▸ Request
Put each line of the entries below into a numbered list, omitting blank lines and leaving out the pictures.

==========

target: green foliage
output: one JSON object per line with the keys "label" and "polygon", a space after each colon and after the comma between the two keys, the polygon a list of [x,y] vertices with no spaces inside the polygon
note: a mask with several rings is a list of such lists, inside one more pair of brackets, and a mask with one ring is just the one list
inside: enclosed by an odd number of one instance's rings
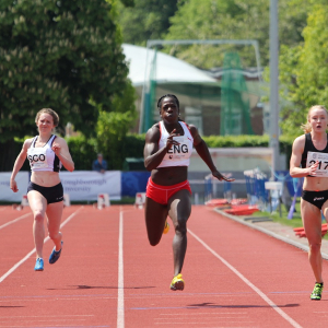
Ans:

==========

▸ Task response
1. target: green foliage
2. output: one JSON object per line with the keys "label" and "polygon", a space after each colon and after the comma between the two keys, the polygon a list of [x,y] vertices with no spaces inside the polygon
3. note: a mask with several rings is a list of such lists, inside one more pair of brackets, and a mask with one ring is just the one list
4. inside: enclosed by an odd number of one instance's rings
5. Ans:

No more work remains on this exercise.